> _SHORT PROBLEM_: Tally the rows below that contain the word "leather", matching case exactly, and reply with the number alone.

----

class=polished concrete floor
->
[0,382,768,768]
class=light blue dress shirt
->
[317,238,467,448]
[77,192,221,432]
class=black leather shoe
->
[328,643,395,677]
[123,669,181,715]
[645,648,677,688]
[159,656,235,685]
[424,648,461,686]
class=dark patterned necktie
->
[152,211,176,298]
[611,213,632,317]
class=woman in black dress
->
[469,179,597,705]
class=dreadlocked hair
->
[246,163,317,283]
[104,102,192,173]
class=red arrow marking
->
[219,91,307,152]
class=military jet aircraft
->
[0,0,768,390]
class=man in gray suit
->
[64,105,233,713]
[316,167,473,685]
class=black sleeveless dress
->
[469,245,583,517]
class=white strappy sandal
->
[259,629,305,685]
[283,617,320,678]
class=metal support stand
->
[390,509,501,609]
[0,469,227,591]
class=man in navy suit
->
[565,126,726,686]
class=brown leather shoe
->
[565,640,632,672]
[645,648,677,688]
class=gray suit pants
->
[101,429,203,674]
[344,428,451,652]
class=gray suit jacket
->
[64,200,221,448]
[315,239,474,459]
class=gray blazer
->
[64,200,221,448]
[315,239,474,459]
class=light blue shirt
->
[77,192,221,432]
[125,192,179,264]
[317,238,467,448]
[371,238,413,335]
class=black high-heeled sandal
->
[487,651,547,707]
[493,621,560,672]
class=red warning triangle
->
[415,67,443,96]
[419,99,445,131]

----

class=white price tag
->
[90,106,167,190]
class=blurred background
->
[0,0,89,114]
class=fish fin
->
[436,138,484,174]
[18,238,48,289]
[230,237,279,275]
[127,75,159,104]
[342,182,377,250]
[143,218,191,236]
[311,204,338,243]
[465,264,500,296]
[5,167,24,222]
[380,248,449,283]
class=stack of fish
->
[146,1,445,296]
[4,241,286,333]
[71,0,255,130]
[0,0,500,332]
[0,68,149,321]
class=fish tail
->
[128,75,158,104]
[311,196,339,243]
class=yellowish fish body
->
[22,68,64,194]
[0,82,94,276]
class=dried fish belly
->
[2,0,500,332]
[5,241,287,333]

----

> _FULL SOLUTION_: 2